TASK TO CARRY OUT:
Whenever a line of the listing contains "stage", it counts; give the total number of such lines and nothing more.

<<<<

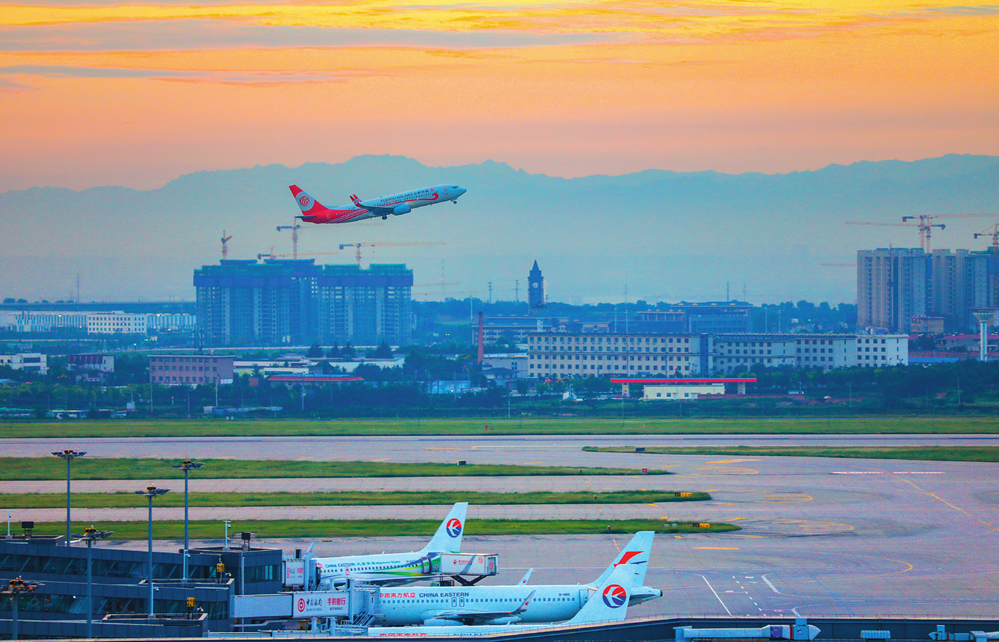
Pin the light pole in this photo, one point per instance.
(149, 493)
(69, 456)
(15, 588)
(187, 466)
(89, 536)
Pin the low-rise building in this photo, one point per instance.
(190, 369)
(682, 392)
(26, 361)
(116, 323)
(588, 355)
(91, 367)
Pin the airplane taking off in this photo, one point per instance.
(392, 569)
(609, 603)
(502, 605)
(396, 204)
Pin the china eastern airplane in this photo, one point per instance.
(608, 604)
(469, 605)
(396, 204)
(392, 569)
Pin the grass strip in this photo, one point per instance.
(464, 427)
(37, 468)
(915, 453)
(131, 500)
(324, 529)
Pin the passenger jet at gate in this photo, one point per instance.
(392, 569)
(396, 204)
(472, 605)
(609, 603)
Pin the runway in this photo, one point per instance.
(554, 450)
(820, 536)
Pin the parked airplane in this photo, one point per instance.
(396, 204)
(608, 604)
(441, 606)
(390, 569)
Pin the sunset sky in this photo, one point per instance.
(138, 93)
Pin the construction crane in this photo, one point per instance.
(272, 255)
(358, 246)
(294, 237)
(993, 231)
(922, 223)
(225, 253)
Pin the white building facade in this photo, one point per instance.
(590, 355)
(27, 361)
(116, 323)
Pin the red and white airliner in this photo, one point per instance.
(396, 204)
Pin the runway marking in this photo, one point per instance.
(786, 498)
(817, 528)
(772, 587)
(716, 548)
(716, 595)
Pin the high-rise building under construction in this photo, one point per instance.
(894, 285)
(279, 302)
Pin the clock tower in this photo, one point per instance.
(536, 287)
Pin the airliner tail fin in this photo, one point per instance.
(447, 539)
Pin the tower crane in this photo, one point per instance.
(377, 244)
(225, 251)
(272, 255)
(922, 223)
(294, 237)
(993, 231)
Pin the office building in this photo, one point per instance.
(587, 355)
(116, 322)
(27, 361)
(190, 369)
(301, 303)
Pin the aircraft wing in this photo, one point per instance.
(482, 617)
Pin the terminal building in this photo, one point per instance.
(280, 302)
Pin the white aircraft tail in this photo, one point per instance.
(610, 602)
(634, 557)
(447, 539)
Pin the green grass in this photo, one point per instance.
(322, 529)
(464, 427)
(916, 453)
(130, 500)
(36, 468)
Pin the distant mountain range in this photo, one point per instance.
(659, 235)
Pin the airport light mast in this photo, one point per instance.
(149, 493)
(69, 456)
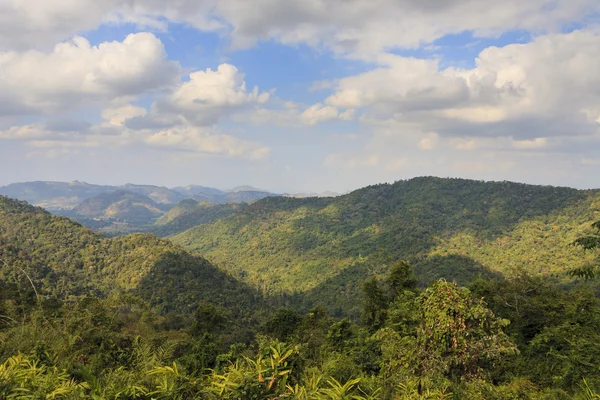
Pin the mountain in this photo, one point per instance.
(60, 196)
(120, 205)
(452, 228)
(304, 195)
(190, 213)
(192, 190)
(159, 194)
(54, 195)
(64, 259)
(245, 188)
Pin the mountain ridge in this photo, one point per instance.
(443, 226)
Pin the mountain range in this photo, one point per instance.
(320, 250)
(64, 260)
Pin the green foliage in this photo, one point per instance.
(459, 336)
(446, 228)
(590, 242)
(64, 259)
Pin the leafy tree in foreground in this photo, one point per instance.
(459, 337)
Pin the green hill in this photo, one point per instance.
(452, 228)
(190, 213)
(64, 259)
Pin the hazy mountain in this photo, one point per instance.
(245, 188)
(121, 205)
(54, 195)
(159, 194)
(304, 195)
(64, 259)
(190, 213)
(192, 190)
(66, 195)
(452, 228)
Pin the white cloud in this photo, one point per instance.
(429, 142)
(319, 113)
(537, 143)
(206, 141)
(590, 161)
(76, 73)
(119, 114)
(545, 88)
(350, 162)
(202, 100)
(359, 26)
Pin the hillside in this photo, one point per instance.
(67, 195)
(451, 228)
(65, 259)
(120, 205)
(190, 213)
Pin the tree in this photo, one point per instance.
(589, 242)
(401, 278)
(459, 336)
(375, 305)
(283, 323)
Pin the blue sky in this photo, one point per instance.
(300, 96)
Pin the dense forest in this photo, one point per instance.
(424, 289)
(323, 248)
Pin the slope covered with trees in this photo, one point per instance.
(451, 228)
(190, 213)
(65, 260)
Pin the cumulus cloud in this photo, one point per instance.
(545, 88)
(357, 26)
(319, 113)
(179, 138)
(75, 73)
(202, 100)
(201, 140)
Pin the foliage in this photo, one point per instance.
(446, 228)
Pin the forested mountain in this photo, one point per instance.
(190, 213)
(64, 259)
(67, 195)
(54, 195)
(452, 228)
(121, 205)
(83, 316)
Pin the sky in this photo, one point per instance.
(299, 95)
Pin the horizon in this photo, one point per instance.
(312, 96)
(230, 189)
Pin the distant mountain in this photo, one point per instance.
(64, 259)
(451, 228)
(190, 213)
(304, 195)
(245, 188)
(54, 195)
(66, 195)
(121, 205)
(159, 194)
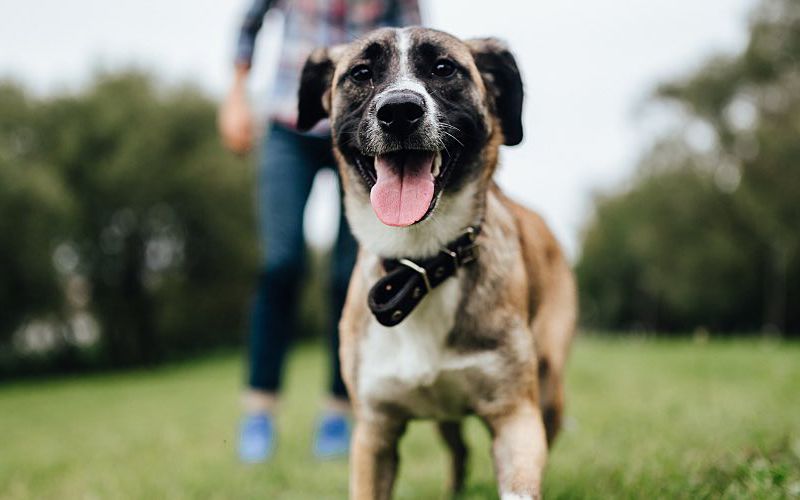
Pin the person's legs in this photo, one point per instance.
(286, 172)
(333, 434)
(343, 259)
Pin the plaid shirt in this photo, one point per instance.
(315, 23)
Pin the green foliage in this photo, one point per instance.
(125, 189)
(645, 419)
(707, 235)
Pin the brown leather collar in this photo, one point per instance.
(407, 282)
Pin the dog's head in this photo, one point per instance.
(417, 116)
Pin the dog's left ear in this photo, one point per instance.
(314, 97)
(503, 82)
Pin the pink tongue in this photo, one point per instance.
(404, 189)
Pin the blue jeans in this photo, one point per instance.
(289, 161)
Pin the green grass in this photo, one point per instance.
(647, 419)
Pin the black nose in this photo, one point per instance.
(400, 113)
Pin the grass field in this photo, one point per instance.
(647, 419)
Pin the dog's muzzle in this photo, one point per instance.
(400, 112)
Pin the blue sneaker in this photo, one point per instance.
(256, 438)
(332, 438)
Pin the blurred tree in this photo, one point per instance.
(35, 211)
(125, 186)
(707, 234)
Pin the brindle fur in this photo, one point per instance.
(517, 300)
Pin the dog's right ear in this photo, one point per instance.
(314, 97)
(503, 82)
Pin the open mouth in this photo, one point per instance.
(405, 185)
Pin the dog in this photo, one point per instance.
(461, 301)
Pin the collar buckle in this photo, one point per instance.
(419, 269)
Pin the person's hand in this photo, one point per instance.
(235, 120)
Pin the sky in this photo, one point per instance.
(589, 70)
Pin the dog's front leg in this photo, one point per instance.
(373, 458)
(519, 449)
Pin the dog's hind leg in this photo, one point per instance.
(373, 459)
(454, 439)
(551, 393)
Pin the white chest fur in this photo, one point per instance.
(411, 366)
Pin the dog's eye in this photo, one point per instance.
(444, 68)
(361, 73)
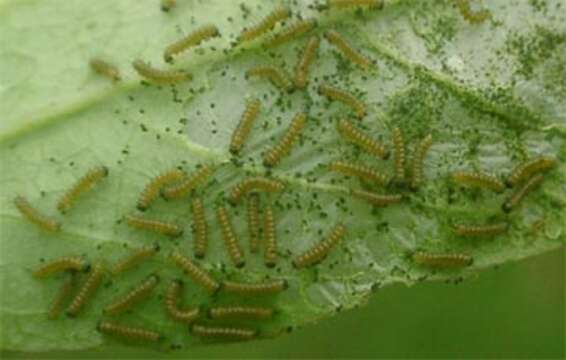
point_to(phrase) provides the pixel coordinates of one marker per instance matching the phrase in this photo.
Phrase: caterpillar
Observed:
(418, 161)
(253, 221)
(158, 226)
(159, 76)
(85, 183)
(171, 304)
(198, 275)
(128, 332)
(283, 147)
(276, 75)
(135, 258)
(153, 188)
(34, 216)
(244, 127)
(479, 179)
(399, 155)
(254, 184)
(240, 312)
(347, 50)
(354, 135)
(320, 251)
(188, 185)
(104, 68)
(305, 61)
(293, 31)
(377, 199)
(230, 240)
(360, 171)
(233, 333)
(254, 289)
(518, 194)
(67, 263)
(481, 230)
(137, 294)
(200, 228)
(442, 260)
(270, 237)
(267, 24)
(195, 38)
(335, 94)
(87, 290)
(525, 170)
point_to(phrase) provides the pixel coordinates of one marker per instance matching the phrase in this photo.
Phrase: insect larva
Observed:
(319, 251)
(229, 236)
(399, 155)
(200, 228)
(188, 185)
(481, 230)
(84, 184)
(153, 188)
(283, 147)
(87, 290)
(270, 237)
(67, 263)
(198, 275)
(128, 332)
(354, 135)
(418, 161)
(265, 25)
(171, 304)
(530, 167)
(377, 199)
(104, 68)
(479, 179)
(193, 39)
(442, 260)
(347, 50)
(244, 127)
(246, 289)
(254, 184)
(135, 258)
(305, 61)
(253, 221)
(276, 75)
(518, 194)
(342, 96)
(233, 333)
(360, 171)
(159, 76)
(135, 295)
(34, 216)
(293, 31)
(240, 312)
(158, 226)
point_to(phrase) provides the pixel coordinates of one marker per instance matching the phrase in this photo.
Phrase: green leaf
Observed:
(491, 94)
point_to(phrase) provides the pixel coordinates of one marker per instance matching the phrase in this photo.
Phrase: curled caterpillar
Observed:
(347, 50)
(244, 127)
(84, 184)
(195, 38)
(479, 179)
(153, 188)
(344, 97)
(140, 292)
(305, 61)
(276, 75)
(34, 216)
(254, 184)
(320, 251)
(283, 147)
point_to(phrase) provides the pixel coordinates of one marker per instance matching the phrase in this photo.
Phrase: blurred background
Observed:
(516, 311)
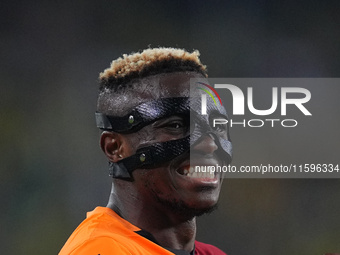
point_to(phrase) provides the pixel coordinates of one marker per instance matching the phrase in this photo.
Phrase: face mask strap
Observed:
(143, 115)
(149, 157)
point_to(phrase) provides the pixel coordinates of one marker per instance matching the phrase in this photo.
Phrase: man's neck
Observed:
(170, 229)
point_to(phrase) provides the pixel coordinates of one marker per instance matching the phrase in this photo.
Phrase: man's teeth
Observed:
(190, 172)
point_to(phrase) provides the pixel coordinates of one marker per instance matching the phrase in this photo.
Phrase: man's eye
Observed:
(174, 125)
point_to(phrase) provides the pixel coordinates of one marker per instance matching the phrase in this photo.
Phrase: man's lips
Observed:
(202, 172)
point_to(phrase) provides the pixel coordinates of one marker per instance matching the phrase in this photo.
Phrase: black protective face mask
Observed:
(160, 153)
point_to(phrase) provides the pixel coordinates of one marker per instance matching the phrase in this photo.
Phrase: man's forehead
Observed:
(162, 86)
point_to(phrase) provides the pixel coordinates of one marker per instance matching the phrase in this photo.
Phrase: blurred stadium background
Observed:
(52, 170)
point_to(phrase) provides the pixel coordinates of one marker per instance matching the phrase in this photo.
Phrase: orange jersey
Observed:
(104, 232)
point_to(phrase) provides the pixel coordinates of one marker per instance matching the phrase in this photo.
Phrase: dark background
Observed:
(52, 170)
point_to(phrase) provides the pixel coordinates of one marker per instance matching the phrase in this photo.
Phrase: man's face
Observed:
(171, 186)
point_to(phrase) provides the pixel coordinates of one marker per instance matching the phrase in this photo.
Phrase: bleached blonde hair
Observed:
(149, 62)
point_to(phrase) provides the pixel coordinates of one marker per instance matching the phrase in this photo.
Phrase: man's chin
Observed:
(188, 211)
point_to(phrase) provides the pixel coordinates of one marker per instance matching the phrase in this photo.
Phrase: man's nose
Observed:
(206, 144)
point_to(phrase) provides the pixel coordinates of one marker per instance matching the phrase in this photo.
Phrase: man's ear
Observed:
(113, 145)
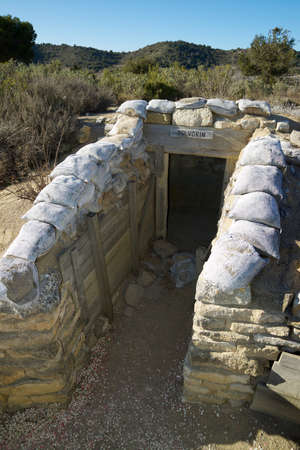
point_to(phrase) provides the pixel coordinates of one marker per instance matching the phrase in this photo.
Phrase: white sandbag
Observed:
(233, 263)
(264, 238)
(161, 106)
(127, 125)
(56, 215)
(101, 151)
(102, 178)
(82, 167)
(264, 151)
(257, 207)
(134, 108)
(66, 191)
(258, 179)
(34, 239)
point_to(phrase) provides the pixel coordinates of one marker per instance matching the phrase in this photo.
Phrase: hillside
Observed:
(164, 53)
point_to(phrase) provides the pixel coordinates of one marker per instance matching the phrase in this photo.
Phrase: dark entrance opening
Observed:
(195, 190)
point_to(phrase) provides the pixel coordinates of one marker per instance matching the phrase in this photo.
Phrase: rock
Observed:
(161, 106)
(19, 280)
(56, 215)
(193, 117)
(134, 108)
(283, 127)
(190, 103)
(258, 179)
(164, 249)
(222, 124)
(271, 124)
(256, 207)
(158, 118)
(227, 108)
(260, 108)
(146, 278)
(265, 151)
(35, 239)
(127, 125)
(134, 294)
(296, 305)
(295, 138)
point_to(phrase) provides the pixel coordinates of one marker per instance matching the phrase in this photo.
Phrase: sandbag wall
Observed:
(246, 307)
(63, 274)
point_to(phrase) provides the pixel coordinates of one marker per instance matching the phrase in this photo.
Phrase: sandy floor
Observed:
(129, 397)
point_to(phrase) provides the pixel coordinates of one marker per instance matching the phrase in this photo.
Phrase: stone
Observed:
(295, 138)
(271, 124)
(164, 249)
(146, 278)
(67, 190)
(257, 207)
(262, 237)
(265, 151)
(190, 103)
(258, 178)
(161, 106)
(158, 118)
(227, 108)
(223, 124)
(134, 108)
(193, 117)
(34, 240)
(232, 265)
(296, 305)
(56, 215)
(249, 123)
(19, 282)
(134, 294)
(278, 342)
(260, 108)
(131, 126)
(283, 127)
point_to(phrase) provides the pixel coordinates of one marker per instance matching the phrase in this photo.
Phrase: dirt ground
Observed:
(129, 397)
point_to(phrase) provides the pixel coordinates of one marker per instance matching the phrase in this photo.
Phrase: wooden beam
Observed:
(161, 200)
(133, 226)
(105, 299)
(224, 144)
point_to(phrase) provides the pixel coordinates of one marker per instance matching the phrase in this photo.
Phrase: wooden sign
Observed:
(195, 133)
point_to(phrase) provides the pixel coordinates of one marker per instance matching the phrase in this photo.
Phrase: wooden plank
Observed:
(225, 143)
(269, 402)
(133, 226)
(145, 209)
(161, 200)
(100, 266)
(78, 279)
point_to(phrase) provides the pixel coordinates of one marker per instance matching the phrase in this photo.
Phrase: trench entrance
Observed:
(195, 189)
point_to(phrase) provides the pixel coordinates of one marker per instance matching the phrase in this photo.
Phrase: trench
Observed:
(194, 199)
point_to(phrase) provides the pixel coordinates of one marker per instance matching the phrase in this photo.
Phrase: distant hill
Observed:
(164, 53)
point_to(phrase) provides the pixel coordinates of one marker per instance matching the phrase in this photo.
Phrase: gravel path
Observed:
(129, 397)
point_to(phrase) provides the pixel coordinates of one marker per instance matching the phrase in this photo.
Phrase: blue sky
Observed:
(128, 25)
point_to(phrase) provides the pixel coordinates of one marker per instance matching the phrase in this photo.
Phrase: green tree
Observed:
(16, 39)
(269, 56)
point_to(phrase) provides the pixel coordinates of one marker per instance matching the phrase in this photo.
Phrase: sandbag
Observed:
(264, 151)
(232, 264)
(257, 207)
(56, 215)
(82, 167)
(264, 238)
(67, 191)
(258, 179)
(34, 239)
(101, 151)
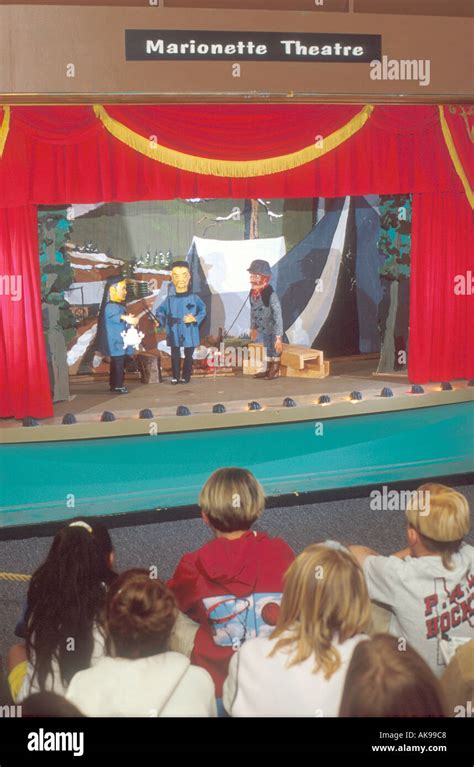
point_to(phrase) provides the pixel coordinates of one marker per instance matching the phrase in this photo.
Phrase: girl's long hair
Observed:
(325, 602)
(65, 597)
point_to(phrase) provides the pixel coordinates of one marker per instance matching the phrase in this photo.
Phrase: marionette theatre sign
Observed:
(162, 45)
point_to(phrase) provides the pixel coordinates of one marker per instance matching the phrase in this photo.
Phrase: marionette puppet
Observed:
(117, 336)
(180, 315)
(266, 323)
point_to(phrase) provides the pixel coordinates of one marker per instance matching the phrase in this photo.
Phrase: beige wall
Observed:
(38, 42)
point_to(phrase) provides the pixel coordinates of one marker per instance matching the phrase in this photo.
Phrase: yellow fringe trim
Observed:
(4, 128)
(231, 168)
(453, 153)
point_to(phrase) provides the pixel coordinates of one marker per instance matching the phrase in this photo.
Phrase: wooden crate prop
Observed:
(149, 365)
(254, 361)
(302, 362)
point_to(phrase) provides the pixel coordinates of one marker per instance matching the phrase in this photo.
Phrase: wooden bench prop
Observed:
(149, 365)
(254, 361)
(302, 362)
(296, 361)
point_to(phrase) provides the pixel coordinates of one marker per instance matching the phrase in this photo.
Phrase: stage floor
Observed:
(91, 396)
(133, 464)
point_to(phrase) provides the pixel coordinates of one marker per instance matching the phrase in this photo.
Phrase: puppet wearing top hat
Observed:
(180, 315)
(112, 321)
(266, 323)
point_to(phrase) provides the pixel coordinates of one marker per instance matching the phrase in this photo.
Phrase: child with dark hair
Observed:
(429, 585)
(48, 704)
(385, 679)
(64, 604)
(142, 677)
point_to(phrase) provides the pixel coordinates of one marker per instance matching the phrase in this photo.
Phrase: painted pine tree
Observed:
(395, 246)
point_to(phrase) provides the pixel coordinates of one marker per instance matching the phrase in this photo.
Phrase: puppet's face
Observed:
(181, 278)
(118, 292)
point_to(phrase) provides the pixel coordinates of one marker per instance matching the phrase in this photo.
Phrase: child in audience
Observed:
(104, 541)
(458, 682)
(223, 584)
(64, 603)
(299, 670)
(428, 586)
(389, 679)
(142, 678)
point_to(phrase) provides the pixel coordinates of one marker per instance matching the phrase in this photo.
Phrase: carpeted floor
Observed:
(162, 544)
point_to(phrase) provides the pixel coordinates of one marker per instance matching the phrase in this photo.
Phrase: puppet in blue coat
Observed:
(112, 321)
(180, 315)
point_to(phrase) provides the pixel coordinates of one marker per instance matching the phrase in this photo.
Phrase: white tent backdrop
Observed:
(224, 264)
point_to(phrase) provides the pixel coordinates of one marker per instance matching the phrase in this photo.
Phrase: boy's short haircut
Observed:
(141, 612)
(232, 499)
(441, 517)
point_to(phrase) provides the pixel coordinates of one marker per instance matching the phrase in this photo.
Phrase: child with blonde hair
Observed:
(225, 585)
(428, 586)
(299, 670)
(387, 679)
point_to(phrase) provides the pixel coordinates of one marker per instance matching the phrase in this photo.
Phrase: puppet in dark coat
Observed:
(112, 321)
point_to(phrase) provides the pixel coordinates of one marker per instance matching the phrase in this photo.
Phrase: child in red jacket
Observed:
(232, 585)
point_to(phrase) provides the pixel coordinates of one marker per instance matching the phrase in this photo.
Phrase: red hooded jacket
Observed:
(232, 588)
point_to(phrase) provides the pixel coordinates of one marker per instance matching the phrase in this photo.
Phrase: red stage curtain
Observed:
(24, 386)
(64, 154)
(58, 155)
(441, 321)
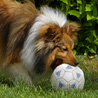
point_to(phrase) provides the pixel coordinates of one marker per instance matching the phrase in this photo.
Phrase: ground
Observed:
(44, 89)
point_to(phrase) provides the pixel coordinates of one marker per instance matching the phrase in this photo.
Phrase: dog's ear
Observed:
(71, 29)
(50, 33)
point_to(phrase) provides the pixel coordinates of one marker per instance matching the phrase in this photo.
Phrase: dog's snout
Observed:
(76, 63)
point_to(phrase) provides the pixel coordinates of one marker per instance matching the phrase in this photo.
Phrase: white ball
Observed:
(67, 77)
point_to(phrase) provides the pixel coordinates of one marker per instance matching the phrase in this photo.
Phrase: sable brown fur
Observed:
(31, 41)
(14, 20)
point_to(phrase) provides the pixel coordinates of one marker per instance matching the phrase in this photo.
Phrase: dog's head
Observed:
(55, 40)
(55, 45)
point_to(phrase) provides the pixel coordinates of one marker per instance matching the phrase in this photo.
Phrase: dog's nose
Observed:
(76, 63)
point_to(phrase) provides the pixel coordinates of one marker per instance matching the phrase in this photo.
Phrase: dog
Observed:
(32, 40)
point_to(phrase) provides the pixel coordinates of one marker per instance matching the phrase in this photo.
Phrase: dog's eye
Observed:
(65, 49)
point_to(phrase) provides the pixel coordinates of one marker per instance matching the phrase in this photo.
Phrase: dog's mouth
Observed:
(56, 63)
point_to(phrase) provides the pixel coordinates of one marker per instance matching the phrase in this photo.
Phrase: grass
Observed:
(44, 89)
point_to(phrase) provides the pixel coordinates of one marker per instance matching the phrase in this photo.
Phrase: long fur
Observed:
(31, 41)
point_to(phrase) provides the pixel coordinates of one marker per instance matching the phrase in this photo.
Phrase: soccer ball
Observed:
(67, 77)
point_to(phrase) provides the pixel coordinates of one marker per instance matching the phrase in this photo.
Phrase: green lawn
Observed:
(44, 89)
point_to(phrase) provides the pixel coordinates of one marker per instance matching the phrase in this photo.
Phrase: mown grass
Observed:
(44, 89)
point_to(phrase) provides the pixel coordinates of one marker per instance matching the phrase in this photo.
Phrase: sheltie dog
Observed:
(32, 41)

>>>>

TASK ANSWER:
2